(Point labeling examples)
++++++++

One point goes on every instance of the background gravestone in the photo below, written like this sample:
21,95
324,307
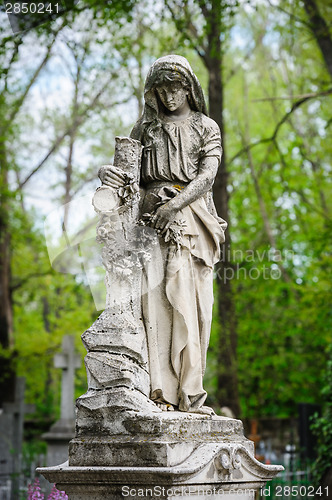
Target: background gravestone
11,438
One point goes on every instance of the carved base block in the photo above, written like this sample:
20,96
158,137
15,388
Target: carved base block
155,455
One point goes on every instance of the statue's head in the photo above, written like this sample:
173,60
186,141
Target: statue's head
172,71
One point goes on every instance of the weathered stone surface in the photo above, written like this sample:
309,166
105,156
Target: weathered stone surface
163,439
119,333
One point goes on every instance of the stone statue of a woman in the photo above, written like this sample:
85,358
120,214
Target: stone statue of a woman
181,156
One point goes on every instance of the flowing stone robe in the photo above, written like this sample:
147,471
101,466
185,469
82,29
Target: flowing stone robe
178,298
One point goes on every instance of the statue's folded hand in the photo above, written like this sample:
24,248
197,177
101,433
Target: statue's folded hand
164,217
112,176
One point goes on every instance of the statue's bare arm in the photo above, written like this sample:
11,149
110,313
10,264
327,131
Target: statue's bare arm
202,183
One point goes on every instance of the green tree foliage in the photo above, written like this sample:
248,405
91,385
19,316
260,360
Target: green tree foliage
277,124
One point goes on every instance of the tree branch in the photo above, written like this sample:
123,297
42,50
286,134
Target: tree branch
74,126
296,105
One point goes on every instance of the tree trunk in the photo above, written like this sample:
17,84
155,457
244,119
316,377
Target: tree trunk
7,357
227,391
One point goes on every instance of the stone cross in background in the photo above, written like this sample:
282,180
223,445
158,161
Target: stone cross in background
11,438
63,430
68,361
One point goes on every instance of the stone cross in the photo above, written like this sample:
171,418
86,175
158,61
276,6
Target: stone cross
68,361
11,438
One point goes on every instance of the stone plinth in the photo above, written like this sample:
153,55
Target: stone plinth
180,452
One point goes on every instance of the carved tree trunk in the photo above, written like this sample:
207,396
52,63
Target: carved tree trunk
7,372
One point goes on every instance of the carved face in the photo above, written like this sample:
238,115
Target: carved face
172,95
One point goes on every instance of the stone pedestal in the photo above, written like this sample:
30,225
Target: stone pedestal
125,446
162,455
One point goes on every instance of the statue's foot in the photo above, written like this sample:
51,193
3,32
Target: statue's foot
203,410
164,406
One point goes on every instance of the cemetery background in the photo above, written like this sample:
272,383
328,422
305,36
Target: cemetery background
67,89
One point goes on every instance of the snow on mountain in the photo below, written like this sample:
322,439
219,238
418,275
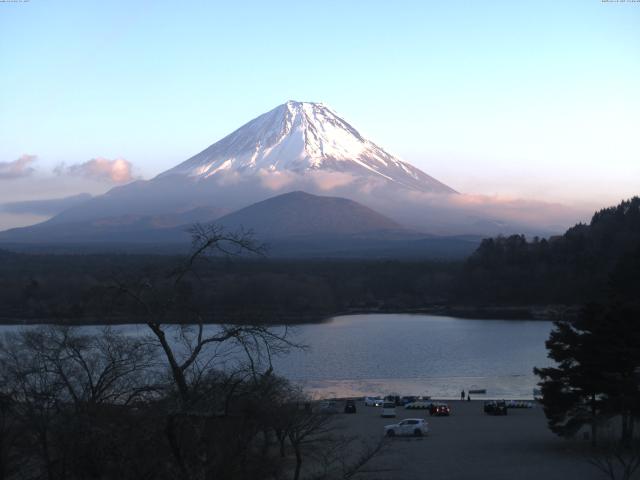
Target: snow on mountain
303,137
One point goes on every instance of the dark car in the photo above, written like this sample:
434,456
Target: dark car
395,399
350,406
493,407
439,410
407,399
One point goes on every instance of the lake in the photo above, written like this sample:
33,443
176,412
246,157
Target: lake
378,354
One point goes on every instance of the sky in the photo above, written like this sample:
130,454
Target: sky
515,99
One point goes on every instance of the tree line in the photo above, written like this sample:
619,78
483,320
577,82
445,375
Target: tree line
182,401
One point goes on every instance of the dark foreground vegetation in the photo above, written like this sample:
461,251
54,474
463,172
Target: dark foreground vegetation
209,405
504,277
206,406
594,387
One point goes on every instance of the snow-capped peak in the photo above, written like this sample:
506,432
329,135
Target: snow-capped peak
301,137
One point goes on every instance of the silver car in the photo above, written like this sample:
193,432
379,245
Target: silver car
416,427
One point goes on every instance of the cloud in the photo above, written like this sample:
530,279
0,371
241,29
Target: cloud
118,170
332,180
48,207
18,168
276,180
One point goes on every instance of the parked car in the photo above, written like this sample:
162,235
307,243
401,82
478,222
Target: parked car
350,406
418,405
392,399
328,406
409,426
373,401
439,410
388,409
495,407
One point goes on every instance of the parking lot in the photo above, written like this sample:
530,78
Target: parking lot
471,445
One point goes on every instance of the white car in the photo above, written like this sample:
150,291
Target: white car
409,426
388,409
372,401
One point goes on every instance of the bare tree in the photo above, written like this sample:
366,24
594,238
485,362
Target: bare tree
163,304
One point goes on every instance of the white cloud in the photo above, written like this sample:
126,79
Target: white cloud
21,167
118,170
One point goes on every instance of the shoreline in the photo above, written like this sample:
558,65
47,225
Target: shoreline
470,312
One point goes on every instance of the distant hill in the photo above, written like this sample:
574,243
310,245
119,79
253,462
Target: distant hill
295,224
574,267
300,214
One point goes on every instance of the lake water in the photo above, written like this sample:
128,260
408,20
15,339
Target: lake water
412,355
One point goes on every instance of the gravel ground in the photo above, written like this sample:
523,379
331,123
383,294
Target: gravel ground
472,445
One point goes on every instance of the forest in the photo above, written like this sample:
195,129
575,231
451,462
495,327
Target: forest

++++++++

▶ _DIRECTIVE_:
Return the entries unchanged, save for the pictures, which do not belong in the copy.

▶ _THE COMPLETED TASK_:
One point goes on every instance of the background gravestone in the photo below, written like this sample:
21,95
324,307
Target: background gravestone
11,438
One point goes on every instance of the carved base block in the photo above, written like this sample:
20,96
158,137
15,388
Target: carved base block
155,455
One point goes on every instance of the statue's head in the photo above, written like this sample:
173,60
186,141
Target: statue's head
172,71
One point goes on every instance of the weathered stone surface in the photo above, written like this sample:
309,166
105,156
Target: weathered stone surface
163,439
119,333
One point goes on every instance of the stone statue of a woman in the photo above, written like this sample:
85,358
120,214
Target: stone statue of a woman
181,156
One point goes on every instance of the flowing stone robe in the photo above, written like this sample:
147,471
101,466
185,469
82,29
Target: flowing stone robe
178,298
One point goes on every instance of the statue's folded hand in the photo above, written like this sample:
24,248
197,177
101,433
Target: statue's folded hand
164,217
112,176
One point goes on every instance of the statue's bare arm in the photo above, written like this sample:
11,149
110,313
10,264
327,131
Target: statue's bare arm
202,183
One point goes on every instance of the green tree foliage in the photo above, written like this sample:
248,405
91,385
19,316
260,360
Target: green tree foliage
277,124
One point goes on every instance of the tree branch in the photo above, written like this sample:
123,297
42,50
286,134
Target: tree branch
74,126
296,105
One point goes on every instance of the tree trunk in the photo above, written like this sample:
17,84
155,457
244,119
316,377
Target: tree trunk
7,357
227,391
One point goes on every instance of the stone cross in background in the photo above, written like this sample:
282,180
223,445
158,161
Target: stone cross in background
11,438
63,430
68,361
One point goes on every instance of the stone cross in the photo above, written like this sample:
171,418
86,175
158,61
276,6
Target: stone cross
68,361
11,438
One point goes on every instance of the stone plinth in the photo above, written like this sample:
153,55
Target: stone plinth
180,452
One point goes on every instance of the carved tree trunk in the photo above, written like this sample:
207,396
52,63
Target: carved tree trunk
7,372
One point goes on every instance of the carved face in the photo above, written like this sample:
238,115
Target: carved face
172,95
One point goes on every instance of the stone pedestal in the photo above, written like this sample:
30,225
Target: stone pedestal
125,446
162,455
One point goes on every instance of the statue's foot in the photo above, written like this sample:
51,193
3,32
Target: statue's foot
203,410
164,406
One point goes on every instance of the cemetery background in the photo above, written like this sample:
272,383
328,422
305,36
Target: cemetery background
67,89
One point goes on every instance of the snow on mountain in the photo below, written like this sample:
322,439
219,238
418,275
Target: snow on mountain
303,137
One point goes on every instance of the dark car in the photo above, written like this sample:
434,456
Target: dark car
395,399
350,406
493,407
439,410
407,399
One point goes on every instance of the lake in the photo above, written like this sample:
33,443
176,412
246,157
Target: lake
378,354
One point goes on every instance of the sky in the photo above, written like this sample:
130,454
Target: sky
515,99
One point goes on every instance of the tree line in the photo above, written like this sample:
619,78
483,320
577,82
445,375
Target: tree line
182,401
One point goes on every instance of the dark foreground vegetation in the photo above, written like this sample:
461,251
54,474
463,172
Target: dark foreground vegetation
209,405
504,277
206,406
594,387
One point goes on every instance of the snow-capped peak in the photo above, written like this sample:
506,432
329,135
Target: snow-capped peak
301,137
One point goes on every instance of the silver car in the photo above, written like this sample:
193,432
379,245
Target: silver car
416,427
One point goes on every instance of the cloud in the photo above, written like this sample:
530,279
0,371
241,29
Target: cloud
118,170
332,180
48,207
18,168
276,180
One point goes on every instance of the parked car in the photo above, written like this sample:
162,235
307,243
401,82
478,222
Target: parked car
350,406
418,405
392,399
328,406
409,426
373,401
439,410
388,409
495,407
One point goes on every instance of the parking lot in the photo above, written like this sample:
530,78
Target: parking lot
471,445
One point goes on every instance of the white car in the photo above, written like this sample:
150,291
Target: white car
409,426
388,409
372,401
One point goes on every instance of the bare tree in the photo above, written like this sample:
366,24
594,238
485,362
Target: bare tree
163,304
One point goes on every instance of the white cloud in the photo above, written like this sample:
126,79
Target: white cloud
21,167
118,170
One point goes on every instance of the shoreline in the photo above, written like this sample:
558,65
47,225
Target: shoreline
470,312
One point goes on every instance of the distant hill in the photo above, written like this sample:
574,243
310,245
119,79
253,462
Target: distant hill
295,224
574,267
300,214
One point goes on every instance of the lake water in the photo above, written like this sample:
128,260
408,20
15,339
Target: lake water
412,355
One point goes on every instance of the gravel ground in the photo above, written like this sample:
523,379
331,123
383,294
Target: gravel ground
472,445
One point goes on every instance of the forest in the photo above, written like this sample:
195,129
575,231
451,462
495,327
Target: forest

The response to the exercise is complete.